--- START ---
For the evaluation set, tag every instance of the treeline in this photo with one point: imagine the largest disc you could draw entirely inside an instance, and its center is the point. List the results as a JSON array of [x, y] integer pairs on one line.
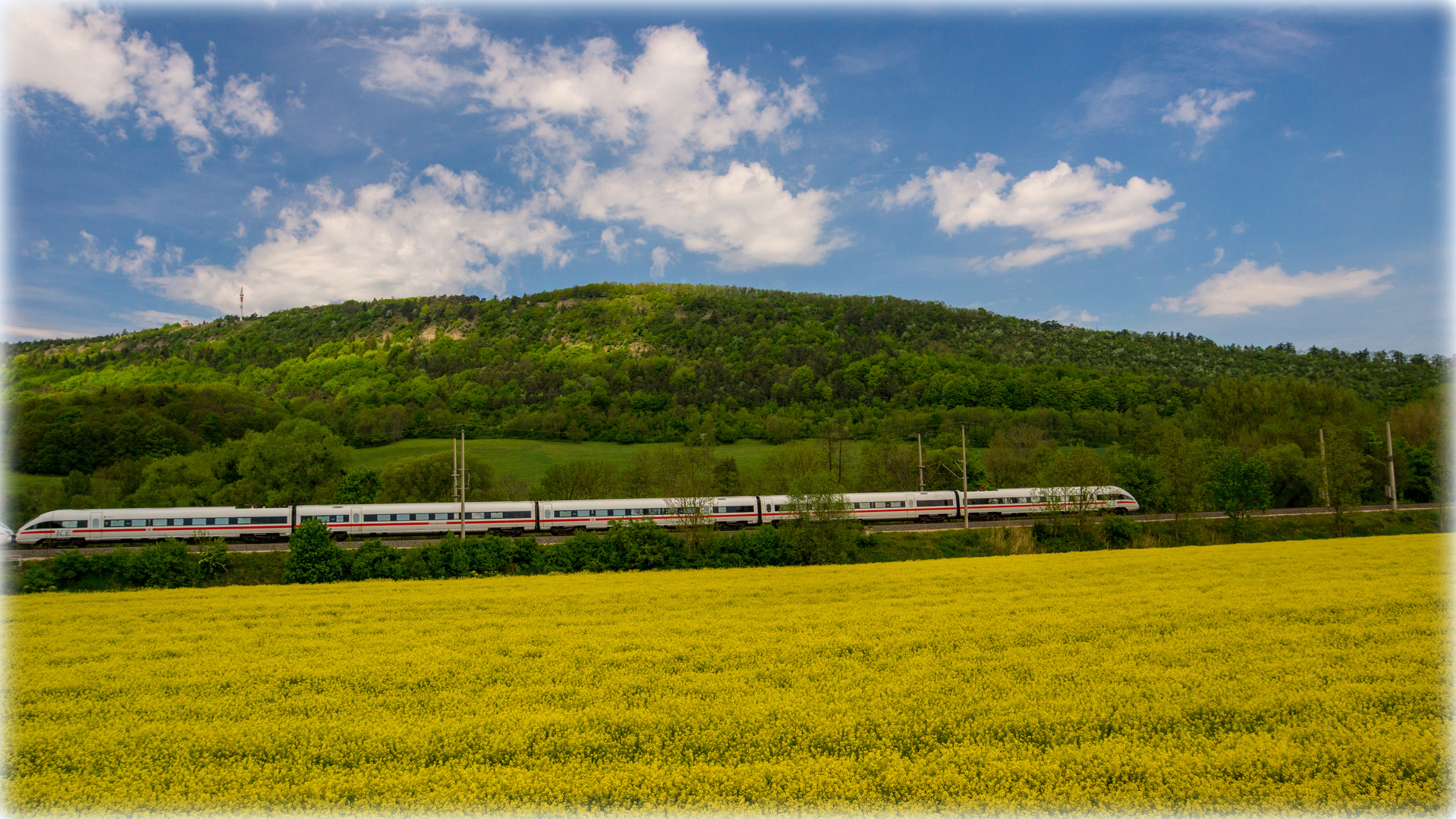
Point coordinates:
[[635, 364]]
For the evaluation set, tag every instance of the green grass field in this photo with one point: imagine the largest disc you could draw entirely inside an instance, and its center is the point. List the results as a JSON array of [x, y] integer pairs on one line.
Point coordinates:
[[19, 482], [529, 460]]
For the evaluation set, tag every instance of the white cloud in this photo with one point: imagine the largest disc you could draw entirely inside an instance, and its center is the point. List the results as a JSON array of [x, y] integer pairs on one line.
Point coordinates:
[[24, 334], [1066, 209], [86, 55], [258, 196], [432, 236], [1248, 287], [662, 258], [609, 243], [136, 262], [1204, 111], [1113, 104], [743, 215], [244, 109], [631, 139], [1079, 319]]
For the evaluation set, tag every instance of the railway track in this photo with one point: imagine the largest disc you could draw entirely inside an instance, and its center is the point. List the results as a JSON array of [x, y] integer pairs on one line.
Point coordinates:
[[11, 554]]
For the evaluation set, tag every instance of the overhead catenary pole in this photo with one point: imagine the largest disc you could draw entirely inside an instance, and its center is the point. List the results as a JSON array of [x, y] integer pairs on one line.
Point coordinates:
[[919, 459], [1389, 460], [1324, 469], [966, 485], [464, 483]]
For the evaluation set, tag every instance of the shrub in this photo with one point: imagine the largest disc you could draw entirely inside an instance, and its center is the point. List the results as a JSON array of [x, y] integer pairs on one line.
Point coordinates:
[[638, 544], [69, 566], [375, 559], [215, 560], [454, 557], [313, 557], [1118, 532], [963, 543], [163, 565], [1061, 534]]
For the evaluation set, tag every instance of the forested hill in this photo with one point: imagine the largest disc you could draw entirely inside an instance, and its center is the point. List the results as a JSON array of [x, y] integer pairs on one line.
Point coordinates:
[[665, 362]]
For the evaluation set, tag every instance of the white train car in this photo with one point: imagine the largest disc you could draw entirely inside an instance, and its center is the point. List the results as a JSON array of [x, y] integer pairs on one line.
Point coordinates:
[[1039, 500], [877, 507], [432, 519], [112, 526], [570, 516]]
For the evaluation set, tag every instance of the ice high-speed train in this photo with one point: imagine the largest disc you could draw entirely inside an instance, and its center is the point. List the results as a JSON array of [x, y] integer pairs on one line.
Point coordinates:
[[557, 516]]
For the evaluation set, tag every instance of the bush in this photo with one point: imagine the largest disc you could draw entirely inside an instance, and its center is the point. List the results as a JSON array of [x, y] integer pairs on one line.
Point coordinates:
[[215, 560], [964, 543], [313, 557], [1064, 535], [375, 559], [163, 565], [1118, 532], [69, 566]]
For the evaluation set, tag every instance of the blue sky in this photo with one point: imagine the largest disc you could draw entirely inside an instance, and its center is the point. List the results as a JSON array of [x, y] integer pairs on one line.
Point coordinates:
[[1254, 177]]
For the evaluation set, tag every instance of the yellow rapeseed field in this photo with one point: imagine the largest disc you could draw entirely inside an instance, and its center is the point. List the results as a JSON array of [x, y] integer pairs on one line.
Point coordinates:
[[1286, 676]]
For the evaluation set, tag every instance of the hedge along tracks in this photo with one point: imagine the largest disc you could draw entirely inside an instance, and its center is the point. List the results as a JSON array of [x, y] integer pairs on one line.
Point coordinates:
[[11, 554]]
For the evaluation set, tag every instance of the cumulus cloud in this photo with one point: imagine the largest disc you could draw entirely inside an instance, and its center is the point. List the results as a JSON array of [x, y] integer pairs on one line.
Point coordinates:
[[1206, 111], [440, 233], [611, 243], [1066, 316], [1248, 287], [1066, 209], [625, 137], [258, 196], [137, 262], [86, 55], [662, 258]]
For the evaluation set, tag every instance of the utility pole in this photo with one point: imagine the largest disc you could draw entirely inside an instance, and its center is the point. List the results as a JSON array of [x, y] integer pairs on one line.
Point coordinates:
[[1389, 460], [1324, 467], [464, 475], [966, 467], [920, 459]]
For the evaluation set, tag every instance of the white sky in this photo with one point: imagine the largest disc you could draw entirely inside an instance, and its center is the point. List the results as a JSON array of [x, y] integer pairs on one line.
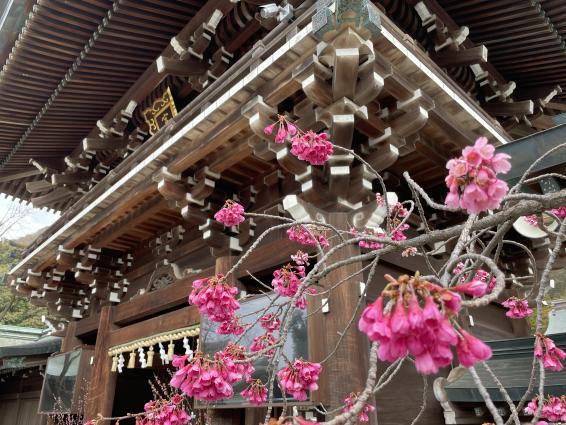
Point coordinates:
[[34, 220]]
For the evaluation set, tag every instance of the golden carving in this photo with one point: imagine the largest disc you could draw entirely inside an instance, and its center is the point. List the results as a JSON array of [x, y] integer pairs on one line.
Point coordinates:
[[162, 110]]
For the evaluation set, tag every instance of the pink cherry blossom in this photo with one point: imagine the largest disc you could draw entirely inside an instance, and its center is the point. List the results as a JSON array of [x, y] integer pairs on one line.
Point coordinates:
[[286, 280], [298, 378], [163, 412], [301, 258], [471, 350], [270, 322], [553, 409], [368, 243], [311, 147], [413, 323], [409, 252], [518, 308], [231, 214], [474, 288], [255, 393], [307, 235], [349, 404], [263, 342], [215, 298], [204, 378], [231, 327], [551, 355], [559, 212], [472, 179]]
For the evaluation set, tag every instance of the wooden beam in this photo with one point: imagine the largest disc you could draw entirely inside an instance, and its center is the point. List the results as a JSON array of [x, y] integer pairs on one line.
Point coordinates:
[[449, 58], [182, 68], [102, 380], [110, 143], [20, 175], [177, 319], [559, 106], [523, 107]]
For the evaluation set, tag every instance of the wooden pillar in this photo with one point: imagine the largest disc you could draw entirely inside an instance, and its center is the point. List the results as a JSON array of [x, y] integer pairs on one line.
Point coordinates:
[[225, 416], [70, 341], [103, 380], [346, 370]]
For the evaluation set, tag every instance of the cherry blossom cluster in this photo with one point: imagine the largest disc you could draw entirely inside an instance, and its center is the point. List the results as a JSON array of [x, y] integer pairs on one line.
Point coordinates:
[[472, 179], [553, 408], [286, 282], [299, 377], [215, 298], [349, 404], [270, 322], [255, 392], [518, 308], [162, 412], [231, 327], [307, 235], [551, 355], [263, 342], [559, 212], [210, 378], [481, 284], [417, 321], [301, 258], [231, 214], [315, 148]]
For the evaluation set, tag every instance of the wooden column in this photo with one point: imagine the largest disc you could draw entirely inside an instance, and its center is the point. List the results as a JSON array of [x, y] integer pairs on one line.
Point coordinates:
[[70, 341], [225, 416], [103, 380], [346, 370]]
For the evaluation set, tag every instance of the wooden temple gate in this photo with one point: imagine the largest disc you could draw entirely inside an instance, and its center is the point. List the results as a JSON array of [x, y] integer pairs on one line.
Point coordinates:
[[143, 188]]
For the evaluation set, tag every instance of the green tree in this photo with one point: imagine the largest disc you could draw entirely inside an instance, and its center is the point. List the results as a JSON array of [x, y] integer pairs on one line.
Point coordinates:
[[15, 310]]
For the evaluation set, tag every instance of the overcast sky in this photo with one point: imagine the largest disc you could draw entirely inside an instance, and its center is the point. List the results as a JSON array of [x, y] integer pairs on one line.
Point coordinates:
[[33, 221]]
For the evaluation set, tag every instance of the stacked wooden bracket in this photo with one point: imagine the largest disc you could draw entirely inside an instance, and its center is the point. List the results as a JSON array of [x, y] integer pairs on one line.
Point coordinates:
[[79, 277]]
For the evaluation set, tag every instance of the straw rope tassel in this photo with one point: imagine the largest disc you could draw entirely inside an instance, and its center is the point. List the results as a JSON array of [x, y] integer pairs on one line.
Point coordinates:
--- END ---
◆ TO BE DONE
Return all of the records above word for word, with the pictures left out.

◆ SOLUTION TO THIS PROBLEM
For the evaluation set, tag every instance of the treeline in this photo with one point: imagine the largest disc you could draw entirely inside an instance, and its center is the point. List the results as a JSON array of [x, y] integer pairs on one line.
Point coordinates:
[[635, 364]]
For the evaluation set, tag every instance of the green grass field in this photo with one point: imagine the largest disc you could draw entirely inside an instance, and its center is the point. List the results as a JSON array of [x, y] integer pairs on one line.
Point coordinates:
[[19, 482], [529, 460]]
For the evaluation set, tag every instance of the white cloud in this photo with one point: imagine the largest disc you could draw entirely inside an instance, and its center is the point. List the results as a JSON array of [x, y] integer pairs on one line.
Point coordinates:
[[24, 334], [1066, 209], [86, 55], [258, 196], [432, 236], [1248, 287], [662, 258], [609, 243], [136, 262], [1204, 111], [1113, 104], [743, 215], [244, 109], [631, 139], [1079, 319]]
For the evaluation set, tag every instance of the railway track in this photo with one point: imagine the largest disc you could draw entirely inside an instance, and its center is the point. List the results as a JSON array of [x, y] integer pairs on one line.
Point coordinates:
[[11, 554]]
For the evaluation set, tag every instance of the overhead catenary pole in this photo with one point: imagine the largest disc you could draw entirely inside an instance, and its center is the point. List the results as a JSON array of [x, y] integer pairs on one line.
Point coordinates:
[[919, 459], [1389, 460], [1324, 469], [966, 485], [464, 483]]
For the evaluation set, tag every instance of the shrub in this photo with one point: imagine the largest disc you could draw entirely inside an instance, and its center is the point. List the results as a JSON array of [x, y] integer pairs on one line.
Point coordinates:
[[638, 544], [69, 566], [375, 559], [215, 560], [454, 557], [313, 557], [1118, 532], [963, 543], [163, 565], [1061, 534]]
For the evaluation set, tag every instance of the forested hill in this photo with one point: imagine the largest disc you could draw entirely inside an instance, and its center is the point. List the results as a JSON array of [x, y] integer pairs on one line.
Point coordinates:
[[665, 362]]
For the evaluation set, tag every instance of the white train car in this photo with one point: imagine the largest disc you could draw entirely inside an instance, and its center is the point. List the results as a JSON array of [x, y] integer pairs on one line.
Point coordinates:
[[1039, 500], [877, 507], [432, 519], [112, 526], [570, 516]]
For the evaluation set, tag every instance of the ice high-speed train in this photo with one point: imagine the largest disc you could draw entirely inside an instance, and its center is the point. List the results as a JSON array of [x, y] integer pairs on one line.
Point coordinates:
[[557, 516]]
For the evaluation set, tag every instance of the bush in this photo with one point: imagine the largest disc you could draw entirely inside an instance, and its center is the point. List the results as a JSON array of [x, y] integer pairs on one line.
Point coordinates:
[[215, 560], [964, 543], [313, 557], [1064, 535], [375, 559], [163, 565], [1118, 532], [69, 566]]
For the evaluation set, tag every instance of the blue sky in this photo with one point: imagine the largest disc you could draw entirely inside an instance, and its center is the point. List the results as a JSON array of [x, y] integer pairs on one line.
Point coordinates:
[[1254, 177]]
For the evaluation set, tag every instance of the yellow rapeseed field in this photo with one point: imagine the largest disc you could draw entirely inside an instance, and its center is the point. List the results as a JSON array of [x, y] integer pairs on one line.
Point coordinates:
[[1286, 676]]
For the evaluation set, tag every instance of the hedge along tracks in this photo with one point: imagine the largest disc you could draw entirely inside an instance, and its center is the point. List the results as a JSON array of [x, y] integer pairs on one line.
Point coordinates:
[[11, 554]]
For the evaluation set, tag every instance of the cumulus cloud in this photo with one point: imagine the largest disc you could draw entirely inside an instance, and its center is the point. List the results as a JSON array of [x, y] integer pairs on one line.
Point coordinates:
[[1206, 111], [440, 233], [611, 243], [1066, 316], [1248, 287], [1066, 209], [625, 137], [258, 196], [137, 262], [86, 55], [662, 258]]
For the evaluation set, tag every instance of the utility pole in this photo with one point: imagine the largest disc you could draw entirely inside an instance, and its center is the point. List the results as a JSON array of [x, y] integer pairs on one line.
Point coordinates:
[[1389, 460], [1324, 467], [464, 475], [966, 467], [920, 459]]
For the evaluation set, tag every instance of the white sky in this photo with one point: imagine the largest disc you could draw entirely inside an instance, and its center is the point. List the results as a JSON array of [x, y] integer pairs on one line.
Point coordinates:
[[34, 220]]
For the evaluation set, tag every instance of the golden carving in this photo with one point: imagine the largest disc you could draw entirely inside an instance, and its center is the point. List the results as a JSON array of [x, y] integer pairs on one line.
Point coordinates:
[[162, 110]]
For the evaluation set, tag every instance of the pink cherry blossom in this photo with one point: imagine the largest disc you could draw entirely inside an instance, and its center is the point. List the results as a JSON array of [x, y] integer pairs on one line.
Point coordinates:
[[286, 280], [298, 378], [163, 412], [301, 258], [471, 350], [270, 322], [553, 409], [368, 243], [311, 147], [413, 323], [409, 252], [518, 308], [231, 214], [474, 288], [255, 393], [307, 235], [349, 404], [263, 342], [215, 298], [204, 378], [231, 327], [551, 355], [559, 212], [472, 179]]
For the evaluation set, tag every instance of the wooden beam in this photo with one point: imagine the largest disc you could draw entirely inside an instance, and its center is the point. List the results as a JSON array of [x, y] integer pairs on one line.
Point coordinates:
[[449, 58], [182, 68], [102, 380], [110, 143], [20, 175], [177, 319], [559, 106], [523, 107]]
For the evaluation set, tag every instance of the wooden pillar in this photo with one point: imagine the largest disc you could draw entirely inside an instance, and its center is the point. List the results as a JSON array of [x, y] integer pairs on one line.
Point coordinates:
[[225, 416], [70, 341], [103, 380], [346, 370]]
For the evaluation set, tag every instance of the cherry blossom cluster in this photo with one point: imagine the largest disc you could draw entirely inside an instance, and its center is the point. List the results as a JSON array of [x, y] integer pairs on one line.
Point coordinates:
[[472, 179], [553, 408], [286, 282], [299, 377], [215, 298], [349, 404], [270, 322], [255, 392], [518, 308], [162, 412], [231, 327], [307, 235], [551, 355], [263, 342], [559, 212], [210, 378], [481, 284], [417, 321], [301, 258], [231, 214], [315, 148]]
For the evaluation set, tag every instance of the wooden column in this photo with one point: imagine the largest disc you could draw entirely inside an instance, and its center is the point. List the results as a JSON array of [x, y] integer pairs on one line.
Point coordinates:
[[70, 341], [225, 416], [103, 380], [346, 370]]
For the evaluation set, tag every instance of the wooden temple gate in this photo with one point: imagine the largest disc you could draw entirely inside an instance, and its center is the point. List the results as a JSON array of [x, y] integer pairs on one line.
Point coordinates:
[[143, 188]]
For the evaluation set, tag every instance of the green tree in this photo with one point: imagine the largest disc you could draw entirely inside an instance, and its center is the point. List the results as a JSON array of [x, y] integer pairs on one line.
Point coordinates:
[[15, 310]]
For the evaluation set, tag every instance of the overcast sky in this photo with one point: imagine the largest disc you could draw entirely inside an instance, and its center is the point. List the results as a JSON array of [x, y] integer pairs on one line.
Point coordinates:
[[33, 221]]
For the evaluation set, tag every instance of the stacked wooden bracket in this photo with one point: imagine the largest disc you could draw entirely inside an instance, and its center is the point. List the results as a JSON array of [x, y] integer pairs on one line.
Point coordinates:
[[79, 277]]
For the evaluation set, tag every instance of the straw rope tassel in this photo with one point: imagine the largest disc you could draw entirely inside an instance, and its center is the point. List the results as a JSON array of [x, y] integer pairs on one line.
Point coordinates:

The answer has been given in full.